**TASK ITEM**
For the entries below, how many lines contain the word "rifle"? Reply with the number and nothing else.

**RECORDS FOR THE TASK**

++++

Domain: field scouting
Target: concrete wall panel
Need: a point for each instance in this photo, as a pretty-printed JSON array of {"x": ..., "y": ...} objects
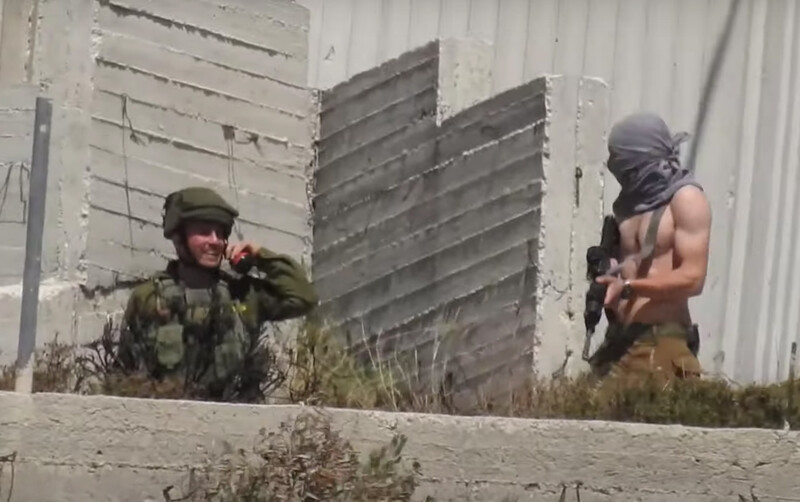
[
  {"x": 16, "y": 140},
  {"x": 424, "y": 218},
  {"x": 654, "y": 56},
  {"x": 201, "y": 95},
  {"x": 186, "y": 75}
]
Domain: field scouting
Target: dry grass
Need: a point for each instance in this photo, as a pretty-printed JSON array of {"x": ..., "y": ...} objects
[
  {"x": 321, "y": 373},
  {"x": 304, "y": 461}
]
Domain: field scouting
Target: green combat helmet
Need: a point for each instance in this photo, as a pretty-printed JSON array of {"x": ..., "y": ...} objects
[{"x": 196, "y": 203}]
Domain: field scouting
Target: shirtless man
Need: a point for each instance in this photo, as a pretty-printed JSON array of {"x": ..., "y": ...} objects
[{"x": 653, "y": 328}]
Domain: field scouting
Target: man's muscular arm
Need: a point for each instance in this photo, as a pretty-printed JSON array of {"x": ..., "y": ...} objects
[{"x": 692, "y": 216}]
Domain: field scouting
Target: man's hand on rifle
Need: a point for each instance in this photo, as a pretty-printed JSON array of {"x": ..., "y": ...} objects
[{"x": 614, "y": 285}]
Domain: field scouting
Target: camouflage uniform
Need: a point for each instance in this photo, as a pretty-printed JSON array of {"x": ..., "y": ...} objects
[
  {"x": 637, "y": 351},
  {"x": 209, "y": 336}
]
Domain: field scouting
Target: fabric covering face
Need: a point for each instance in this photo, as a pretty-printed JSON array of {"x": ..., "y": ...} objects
[{"x": 644, "y": 158}]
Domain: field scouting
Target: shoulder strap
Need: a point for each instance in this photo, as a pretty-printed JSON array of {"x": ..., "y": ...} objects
[{"x": 648, "y": 246}]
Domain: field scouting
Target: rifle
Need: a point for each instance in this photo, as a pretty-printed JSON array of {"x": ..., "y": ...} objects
[{"x": 598, "y": 261}]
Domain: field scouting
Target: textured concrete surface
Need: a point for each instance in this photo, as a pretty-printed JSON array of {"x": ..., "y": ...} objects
[
  {"x": 108, "y": 449},
  {"x": 455, "y": 244},
  {"x": 654, "y": 56},
  {"x": 148, "y": 97},
  {"x": 207, "y": 93}
]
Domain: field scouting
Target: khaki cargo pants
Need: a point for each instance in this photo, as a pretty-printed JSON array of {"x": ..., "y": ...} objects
[{"x": 640, "y": 351}]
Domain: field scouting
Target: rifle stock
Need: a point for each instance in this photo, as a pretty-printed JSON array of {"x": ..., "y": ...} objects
[{"x": 598, "y": 262}]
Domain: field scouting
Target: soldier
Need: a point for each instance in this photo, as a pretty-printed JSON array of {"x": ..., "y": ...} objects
[
  {"x": 651, "y": 330},
  {"x": 199, "y": 322}
]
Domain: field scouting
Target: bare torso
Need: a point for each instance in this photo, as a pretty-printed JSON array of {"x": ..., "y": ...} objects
[{"x": 642, "y": 309}]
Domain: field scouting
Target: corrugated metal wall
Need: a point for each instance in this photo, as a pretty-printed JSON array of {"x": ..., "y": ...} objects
[{"x": 654, "y": 54}]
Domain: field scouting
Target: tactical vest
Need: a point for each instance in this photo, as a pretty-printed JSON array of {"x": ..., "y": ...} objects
[{"x": 200, "y": 333}]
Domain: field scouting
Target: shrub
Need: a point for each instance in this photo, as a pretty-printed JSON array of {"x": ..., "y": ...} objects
[{"x": 302, "y": 462}]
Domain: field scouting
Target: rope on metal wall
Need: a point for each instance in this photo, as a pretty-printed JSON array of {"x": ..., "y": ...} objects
[{"x": 711, "y": 82}]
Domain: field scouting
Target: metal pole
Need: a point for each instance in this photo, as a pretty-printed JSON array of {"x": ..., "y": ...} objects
[{"x": 37, "y": 193}]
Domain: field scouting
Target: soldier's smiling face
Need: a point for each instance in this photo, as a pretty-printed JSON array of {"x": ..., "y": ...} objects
[{"x": 206, "y": 241}]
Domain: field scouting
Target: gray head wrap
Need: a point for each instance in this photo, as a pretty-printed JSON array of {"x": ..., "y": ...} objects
[{"x": 644, "y": 158}]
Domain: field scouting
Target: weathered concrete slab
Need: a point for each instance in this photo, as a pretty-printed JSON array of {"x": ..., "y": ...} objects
[
  {"x": 421, "y": 206},
  {"x": 85, "y": 449}
]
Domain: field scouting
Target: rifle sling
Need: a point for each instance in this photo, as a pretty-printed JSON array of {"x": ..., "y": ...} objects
[{"x": 649, "y": 244}]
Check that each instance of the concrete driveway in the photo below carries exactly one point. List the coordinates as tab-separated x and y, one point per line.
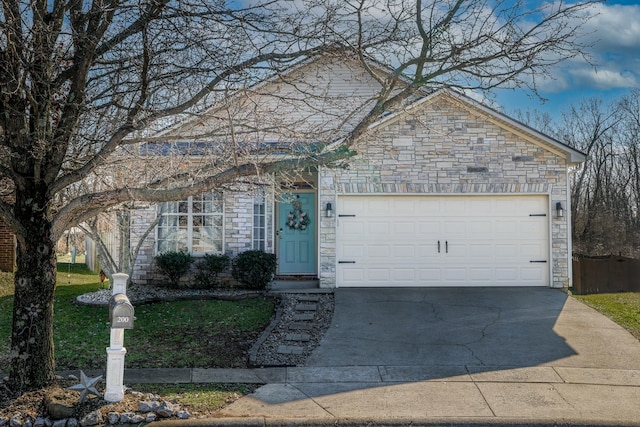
476	328
458	356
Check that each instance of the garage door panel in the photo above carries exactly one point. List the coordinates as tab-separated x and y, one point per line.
379	206
404	227
404	252
480	251
378	251
483	241
507	273
506	228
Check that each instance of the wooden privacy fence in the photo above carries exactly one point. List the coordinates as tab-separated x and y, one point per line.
599	275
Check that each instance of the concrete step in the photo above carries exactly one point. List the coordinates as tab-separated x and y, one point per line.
282	284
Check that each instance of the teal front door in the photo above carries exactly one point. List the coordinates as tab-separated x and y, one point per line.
296	232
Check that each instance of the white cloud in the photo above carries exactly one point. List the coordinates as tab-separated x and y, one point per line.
615	27
613	37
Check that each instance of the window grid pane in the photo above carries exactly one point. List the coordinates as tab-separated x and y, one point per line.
193	225
259	229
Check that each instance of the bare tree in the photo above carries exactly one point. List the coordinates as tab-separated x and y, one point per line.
605	190
84	82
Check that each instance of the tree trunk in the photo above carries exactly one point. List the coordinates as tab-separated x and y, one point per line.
32	357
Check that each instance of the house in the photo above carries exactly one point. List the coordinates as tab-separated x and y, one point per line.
443	192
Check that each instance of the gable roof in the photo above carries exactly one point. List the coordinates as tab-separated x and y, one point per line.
501	120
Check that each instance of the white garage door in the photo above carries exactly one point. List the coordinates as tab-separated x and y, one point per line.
442	241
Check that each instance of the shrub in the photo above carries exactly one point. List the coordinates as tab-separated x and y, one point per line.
254	269
174	265
208	269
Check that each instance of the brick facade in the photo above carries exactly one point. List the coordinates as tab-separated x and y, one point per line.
444	148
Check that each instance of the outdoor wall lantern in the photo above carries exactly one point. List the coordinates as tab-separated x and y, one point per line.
329	210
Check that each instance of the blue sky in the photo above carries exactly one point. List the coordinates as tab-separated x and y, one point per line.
615	55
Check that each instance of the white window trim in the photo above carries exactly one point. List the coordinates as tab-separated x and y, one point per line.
189	214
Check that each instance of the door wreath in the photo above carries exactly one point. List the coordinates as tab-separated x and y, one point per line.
298	219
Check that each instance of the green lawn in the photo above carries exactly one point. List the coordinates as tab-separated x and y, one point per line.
623	308
199	333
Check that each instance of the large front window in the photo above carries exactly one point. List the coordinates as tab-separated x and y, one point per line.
194	225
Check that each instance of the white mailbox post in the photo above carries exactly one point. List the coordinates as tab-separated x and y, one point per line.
121	318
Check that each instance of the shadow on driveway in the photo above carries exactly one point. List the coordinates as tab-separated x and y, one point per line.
474	328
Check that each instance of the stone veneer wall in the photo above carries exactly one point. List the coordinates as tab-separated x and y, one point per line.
445	149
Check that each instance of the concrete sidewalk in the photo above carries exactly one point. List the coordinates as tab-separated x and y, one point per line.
446	357
449	357
399	395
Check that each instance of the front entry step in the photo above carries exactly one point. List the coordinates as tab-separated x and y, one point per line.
294	282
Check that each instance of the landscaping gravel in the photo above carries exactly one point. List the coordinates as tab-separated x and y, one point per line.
276	346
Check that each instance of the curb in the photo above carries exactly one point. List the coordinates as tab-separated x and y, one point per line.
390	422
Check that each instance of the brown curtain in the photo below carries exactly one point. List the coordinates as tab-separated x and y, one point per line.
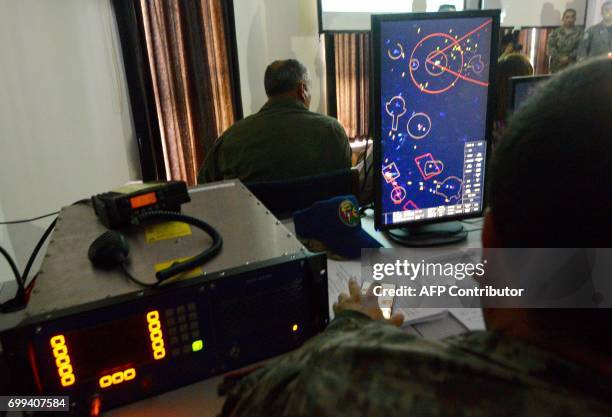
189	56
352	63
540	59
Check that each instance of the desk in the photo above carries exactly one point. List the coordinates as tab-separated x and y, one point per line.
200	399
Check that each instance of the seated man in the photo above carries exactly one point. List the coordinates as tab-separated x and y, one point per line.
530	362
284	139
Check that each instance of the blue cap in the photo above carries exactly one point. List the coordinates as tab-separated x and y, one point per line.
335	223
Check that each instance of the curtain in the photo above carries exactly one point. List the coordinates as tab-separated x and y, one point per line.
190	63
534	46
352	70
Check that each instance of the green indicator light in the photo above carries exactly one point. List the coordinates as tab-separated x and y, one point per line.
197	345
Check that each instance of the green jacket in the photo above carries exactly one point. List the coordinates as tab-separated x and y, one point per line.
563	43
283	140
360	367
597	41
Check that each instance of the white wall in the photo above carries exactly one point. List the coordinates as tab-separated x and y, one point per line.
594	12
65	123
519	13
267	30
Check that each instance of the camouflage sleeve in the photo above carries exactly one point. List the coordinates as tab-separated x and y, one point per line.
264	392
574	53
585	46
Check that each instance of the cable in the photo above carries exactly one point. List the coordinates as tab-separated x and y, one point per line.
197	260
41	241
131	277
30	220
18	301
13	304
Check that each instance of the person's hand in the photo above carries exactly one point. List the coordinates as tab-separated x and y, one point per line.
366	304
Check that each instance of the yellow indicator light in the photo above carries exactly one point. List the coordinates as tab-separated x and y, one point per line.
156	335
197	345
117	378
106	381
62	360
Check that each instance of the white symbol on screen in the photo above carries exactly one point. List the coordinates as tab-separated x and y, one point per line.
396	108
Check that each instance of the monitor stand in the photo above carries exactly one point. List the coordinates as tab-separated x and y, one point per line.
429	234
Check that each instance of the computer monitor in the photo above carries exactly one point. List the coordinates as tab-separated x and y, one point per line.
433	109
521	88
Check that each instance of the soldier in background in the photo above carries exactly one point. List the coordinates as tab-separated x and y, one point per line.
530	362
597	39
563	42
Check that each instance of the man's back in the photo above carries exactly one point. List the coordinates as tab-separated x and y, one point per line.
283	140
358	367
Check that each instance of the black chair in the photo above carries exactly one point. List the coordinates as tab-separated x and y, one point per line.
283	197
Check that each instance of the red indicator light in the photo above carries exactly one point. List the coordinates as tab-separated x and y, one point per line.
117	378
143	200
96	405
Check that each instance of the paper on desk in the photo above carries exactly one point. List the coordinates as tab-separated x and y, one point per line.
470	317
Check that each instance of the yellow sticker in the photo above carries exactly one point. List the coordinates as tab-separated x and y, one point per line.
193	273
168	230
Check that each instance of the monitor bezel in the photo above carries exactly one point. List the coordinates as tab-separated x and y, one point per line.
522	79
376	108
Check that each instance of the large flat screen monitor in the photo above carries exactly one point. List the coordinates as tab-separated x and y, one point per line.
433	114
354	15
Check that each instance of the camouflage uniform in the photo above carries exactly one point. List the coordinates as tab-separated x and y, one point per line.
562	42
360	367
597	41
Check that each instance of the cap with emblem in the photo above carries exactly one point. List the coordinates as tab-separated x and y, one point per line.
336	224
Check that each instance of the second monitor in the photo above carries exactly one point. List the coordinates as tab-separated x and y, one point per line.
433	117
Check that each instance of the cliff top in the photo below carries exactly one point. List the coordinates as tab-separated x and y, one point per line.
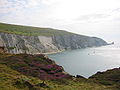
30	31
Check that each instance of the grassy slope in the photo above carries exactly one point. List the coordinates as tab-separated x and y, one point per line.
11	79
30	31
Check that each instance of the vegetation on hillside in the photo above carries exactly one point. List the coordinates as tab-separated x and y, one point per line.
23	72
30	31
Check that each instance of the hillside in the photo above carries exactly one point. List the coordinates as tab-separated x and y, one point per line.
33	40
30	31
23	72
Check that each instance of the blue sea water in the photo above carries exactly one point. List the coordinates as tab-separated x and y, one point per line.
87	62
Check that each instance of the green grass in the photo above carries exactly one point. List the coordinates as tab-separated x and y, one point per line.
11	79
30	31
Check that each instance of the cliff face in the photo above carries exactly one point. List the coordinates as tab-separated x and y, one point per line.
46	44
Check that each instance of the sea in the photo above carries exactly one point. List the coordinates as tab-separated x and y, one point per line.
86	62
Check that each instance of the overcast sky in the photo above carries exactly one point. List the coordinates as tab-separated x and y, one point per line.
99	18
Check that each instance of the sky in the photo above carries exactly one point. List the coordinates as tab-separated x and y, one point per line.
100	18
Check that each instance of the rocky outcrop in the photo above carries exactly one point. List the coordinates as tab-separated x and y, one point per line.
16	44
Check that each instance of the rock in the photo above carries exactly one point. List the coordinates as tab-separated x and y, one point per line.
16	44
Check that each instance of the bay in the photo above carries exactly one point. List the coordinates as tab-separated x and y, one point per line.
86	62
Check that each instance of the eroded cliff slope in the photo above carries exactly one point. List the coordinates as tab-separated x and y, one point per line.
32	40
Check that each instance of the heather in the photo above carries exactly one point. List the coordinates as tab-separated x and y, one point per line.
38	72
35	65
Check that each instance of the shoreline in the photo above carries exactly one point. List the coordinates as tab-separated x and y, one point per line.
48	53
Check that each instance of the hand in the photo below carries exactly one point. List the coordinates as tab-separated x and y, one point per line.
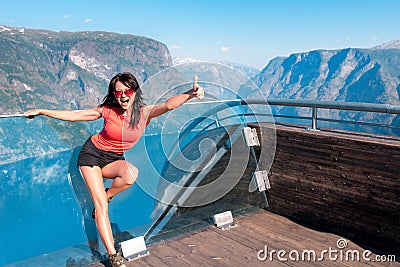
30	114
197	89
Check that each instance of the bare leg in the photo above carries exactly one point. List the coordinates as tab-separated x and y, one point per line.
123	173
94	180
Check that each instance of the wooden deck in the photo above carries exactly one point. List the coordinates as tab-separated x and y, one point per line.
240	246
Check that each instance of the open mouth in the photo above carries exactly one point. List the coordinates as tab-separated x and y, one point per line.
125	101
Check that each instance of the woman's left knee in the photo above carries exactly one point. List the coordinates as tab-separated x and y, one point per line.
132	175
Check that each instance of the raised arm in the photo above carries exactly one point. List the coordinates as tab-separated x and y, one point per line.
153	111
67	115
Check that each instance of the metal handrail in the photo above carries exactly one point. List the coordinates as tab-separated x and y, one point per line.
319	104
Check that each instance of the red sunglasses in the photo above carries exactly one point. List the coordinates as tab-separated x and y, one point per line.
127	92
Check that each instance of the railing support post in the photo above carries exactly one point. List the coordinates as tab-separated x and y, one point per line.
314	120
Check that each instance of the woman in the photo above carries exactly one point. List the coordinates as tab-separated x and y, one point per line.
125	118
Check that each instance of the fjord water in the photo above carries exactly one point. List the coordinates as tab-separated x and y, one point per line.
45	205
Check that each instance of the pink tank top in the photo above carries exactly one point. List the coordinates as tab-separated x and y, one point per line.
117	135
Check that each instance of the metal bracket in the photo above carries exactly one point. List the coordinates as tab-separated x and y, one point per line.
262	181
251	137
224	220
134	248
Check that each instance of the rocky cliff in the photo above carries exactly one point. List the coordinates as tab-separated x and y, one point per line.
63	70
350	75
69	70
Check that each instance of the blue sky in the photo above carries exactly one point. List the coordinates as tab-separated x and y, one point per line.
249	32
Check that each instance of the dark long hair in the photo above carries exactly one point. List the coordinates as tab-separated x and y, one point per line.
129	81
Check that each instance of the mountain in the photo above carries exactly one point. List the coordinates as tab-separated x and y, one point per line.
63	70
246	70
52	69
349	75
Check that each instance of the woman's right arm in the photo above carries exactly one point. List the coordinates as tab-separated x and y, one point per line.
67	115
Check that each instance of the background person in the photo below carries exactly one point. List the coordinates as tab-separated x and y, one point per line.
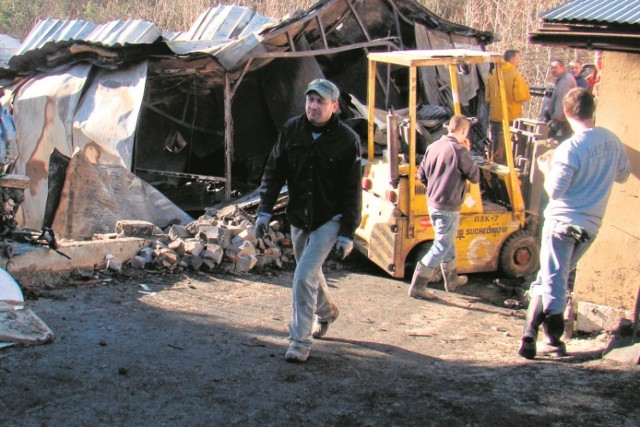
444	170
318	157
559	126
579	176
516	92
575	68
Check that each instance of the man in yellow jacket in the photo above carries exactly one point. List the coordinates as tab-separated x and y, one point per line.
516	91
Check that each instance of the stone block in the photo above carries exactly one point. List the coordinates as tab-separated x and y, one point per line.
138	262
208	264
134	228
244	263
178	231
595	318
247	248
213	252
248	235
178	246
193	247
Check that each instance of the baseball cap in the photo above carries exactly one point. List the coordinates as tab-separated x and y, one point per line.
324	88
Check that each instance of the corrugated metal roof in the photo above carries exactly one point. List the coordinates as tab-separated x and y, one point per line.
8	47
226	32
602	11
225	22
109	34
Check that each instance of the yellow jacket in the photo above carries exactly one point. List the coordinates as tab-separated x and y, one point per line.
516	91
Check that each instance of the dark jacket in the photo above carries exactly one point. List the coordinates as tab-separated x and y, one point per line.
444	170
323	175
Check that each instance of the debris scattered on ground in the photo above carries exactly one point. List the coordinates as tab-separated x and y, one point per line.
223	240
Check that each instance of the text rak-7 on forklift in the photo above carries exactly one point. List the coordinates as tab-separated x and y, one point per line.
496	230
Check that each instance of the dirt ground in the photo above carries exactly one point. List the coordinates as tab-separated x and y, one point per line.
206	349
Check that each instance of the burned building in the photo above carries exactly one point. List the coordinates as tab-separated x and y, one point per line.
187	119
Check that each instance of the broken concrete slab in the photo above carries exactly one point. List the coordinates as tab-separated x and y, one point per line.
595	318
70	255
10	292
137	228
23	327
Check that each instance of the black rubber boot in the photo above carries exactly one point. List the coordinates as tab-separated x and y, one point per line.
553	326
535	317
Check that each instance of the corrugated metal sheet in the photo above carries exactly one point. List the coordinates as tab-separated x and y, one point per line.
225	22
110	34
225	32
8	47
601	11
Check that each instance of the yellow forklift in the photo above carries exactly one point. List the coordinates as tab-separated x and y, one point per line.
496	231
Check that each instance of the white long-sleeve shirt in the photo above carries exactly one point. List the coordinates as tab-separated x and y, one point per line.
583	171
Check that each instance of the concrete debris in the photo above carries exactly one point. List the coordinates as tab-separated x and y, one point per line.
18	325
223	241
132	228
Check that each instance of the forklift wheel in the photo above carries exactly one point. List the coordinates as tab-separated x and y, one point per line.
520	255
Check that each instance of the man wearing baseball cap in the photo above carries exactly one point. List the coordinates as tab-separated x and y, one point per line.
318	157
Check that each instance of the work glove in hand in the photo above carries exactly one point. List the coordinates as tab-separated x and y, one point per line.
262	225
344	246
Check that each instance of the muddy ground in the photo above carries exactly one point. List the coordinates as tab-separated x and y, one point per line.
204	349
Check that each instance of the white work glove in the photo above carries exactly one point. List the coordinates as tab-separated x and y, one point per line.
344	246
262	224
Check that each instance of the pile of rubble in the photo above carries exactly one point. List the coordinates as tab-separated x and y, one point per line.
225	241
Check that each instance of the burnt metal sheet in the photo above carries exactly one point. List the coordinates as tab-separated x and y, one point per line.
114	33
108	112
602	11
43	113
225	22
8	47
55	30
95	196
228	33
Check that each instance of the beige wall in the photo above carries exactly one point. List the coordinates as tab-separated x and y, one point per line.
609	273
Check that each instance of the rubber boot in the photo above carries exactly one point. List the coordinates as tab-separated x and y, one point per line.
553	327
535	317
569	316
451	278
421	277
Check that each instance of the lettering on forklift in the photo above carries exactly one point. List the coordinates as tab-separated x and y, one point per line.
484	230
481	251
486	218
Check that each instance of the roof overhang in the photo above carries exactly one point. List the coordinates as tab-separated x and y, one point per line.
618	38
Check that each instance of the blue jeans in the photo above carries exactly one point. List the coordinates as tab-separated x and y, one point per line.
445	226
310	291
559	254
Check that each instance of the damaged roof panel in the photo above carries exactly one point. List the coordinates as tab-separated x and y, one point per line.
55	30
225	22
604	11
113	33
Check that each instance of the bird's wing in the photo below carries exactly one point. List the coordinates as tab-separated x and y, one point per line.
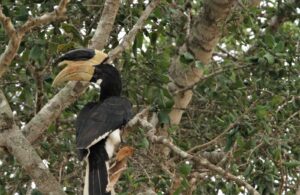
97	120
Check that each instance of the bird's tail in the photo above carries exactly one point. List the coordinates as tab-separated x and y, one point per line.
96	178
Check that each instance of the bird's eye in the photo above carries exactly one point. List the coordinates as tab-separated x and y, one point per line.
99	81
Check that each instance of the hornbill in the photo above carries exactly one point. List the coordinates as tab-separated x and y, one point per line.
99	123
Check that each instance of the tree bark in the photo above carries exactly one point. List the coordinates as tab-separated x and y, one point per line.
22	150
204	35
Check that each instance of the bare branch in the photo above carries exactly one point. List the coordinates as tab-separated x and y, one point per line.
22	150
72	90
7	24
106	23
16	36
129	38
198	159
57	14
213	74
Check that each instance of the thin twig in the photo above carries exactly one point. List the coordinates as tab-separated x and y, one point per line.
229	127
16	35
129	38
213	74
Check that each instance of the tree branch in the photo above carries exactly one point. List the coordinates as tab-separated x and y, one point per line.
22	150
34	129
16	35
129	38
7	24
106	23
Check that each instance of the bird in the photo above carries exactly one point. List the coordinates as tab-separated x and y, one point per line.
99	124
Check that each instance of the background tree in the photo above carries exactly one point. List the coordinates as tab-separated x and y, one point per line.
218	80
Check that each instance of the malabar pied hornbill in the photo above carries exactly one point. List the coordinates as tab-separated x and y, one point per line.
99	123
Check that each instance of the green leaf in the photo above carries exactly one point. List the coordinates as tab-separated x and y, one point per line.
163	118
185	169
270	58
292	164
261	111
248	171
269	40
186	58
35	53
73	30
144	143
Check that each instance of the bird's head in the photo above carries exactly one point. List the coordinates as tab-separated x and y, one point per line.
89	65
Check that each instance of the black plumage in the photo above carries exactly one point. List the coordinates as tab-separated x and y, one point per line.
99	123
99	118
77	54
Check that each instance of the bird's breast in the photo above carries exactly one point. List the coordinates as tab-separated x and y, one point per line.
112	141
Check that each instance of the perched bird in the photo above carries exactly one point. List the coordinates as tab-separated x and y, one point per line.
98	125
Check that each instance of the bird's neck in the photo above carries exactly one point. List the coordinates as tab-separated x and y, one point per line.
110	91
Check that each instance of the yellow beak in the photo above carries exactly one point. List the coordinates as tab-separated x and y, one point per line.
82	70
74	72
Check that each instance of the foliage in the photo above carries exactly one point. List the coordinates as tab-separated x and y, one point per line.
261	99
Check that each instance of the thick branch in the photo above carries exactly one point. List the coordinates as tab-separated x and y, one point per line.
204	35
106	23
16	36
71	91
198	159
22	150
57	14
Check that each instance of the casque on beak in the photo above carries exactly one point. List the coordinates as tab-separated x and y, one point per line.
79	70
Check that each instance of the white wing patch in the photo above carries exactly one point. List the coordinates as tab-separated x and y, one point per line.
113	140
98	139
86	179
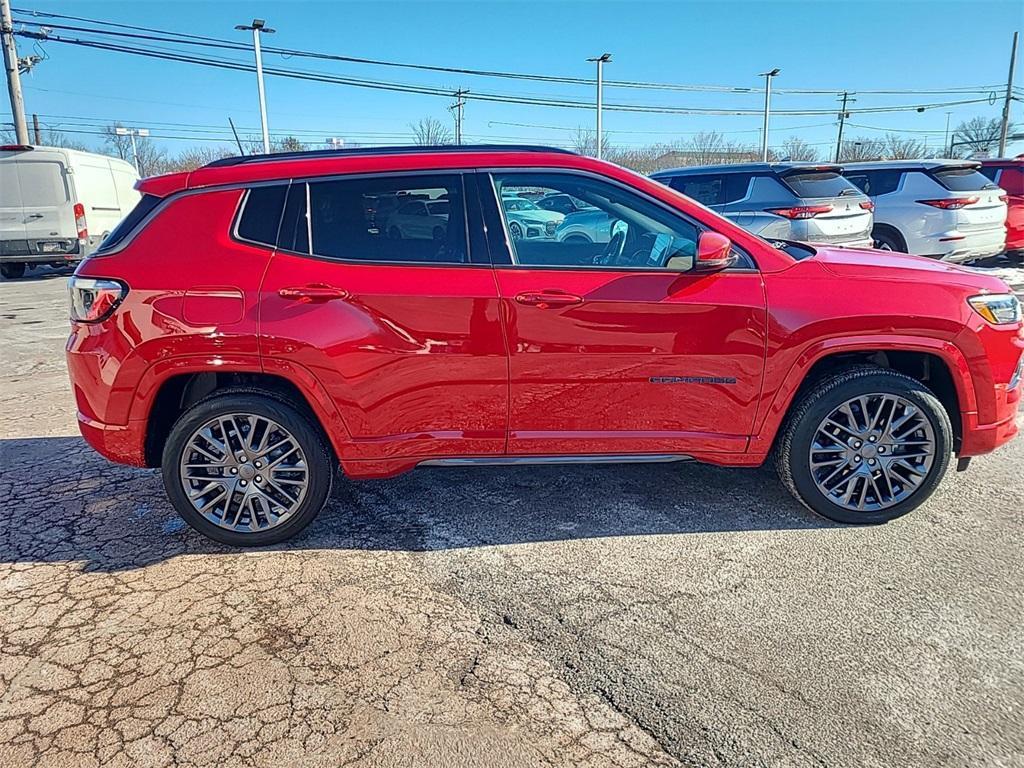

++++

**SOLUTION TO THIS EXERCISE**
4